• **FRAGMENTO MOSTRADO**
Vox se está comiendo la tostada del PP, al menos la parte necesaria para poder gobernar. Con el horizonte de los 130 diputados, a Casado no le importa, mientras eso le conduzca a la Moncloa. El diablo está en Vox, que ha poseído a Ayuso definitivamente tras la toma de posesión de la Presidenta de Madrid. En realidad, ya nadie oculta que es Miguel Ángel Rodríguez quien ha poseído a Isabel. Mientras Ayuso practica el populismo de derechas y lo extiende al resto de comunidades, Vox practica el fascismo tratando de reventar con su discurso la racionalidad de las instituciones políticas y sociales.
El caso es que el electorado de Vox ya no es el viejo falangista que salía a airear el sobaco cada 18 de julio junto a Ynestrillas y sus colegas. El falangista hoy airea el sobaco en cualquier parte. Se ha quitado el complejo de derechas y este ha sido el movimiento político más importante y en el que más insiste Ortega Smith cada vez que habla, porque es el que más votos le da. Porque evaporar ese complejo significa que el votante facha comienza a participar de los hábitos de la izquierda. Juan Manuel de Prada siempre lamentó la derrota de la derecha en torno a esa hegemonía. Hoy, el viejo debate de las soberanías culturales entre la derecha y la izquierda se ha disuelto. Quiere decirse que ya no tiene mucho sentido reivindicar a Foxá, Eugenio Montes o a Sánchez Mazas. El fascista de calle joven y triunfal participa en los usos y costumbres de la socialdemocracia, manteniendo las distancias, eso sí, porque siempre hubo clases. Quiere uno decir que los señoritos y señoritas del fascio se juntan hoy con lesbianas y gays en los chocos y en las discotecas, van juntos a los festis del verano, viajan a México lindo, un suponer, comparten unas rayas, si es menester, y así en este plan. Lo mismo escuchan a Rigoberta Bandíni o Carolina Durante que alternan con la vieja ola indie, Xoel López o La habitación roja, sin perder su orgullo y repugnancia ante el rostro roto de un inmigrante, el combate de una feminista y, por ahí todo seguido. Quizás la izquierda ha sido demasiado transigente y no ha sabido marcar la línea divisoria, aceptando un perverso significado de la tolerancia. NO hemos sabido practicar un sentido social y aseado de la democracia militante. Así que, llegados a este punto, me pregunto si ha llegado el momento de ejercer el derecho de admisión…
Quizás el problema de la izquierda ha sido meter a todos en el mismo saco. Lo de trifachito no lo inventó uno de Vox.

• **DATOS PROPORCIONADOS**

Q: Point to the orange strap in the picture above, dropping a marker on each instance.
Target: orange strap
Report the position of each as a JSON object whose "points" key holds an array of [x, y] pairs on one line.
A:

• **EJERCICIO PROPUESTO**
Reescribe la parte del artículo sobre Vox y el PP que empieza en las palabras "Vox se está" y termina tras "políticas y sociales.", cambiando "Moncloa" por "presidencia del Gobierno".

• **RESPUESTA**
Vox se está comiendo la tostada del PP, al menos la parte necesaria para poder gobernar. Con el horizonte de los 130 diputados, a Casado no le importa, mientras eso le conduzca a la presidencia del Gobierno. El diablo está en Vox, que ha poseído a Ayuso definitivamente tras la toma de posesión de la Presidenta de Madrid. En realidad, ya nadie oculta que es Miguel Ángel Rodríguez quien ha poseído a Isabel. Mientras Ayuso practica el populismo de derechas y lo extiende al resto de comunidades, Vox practica el fascismo tratando de reventar con su discurso la racionalidad de las instituciones políticas y sociales.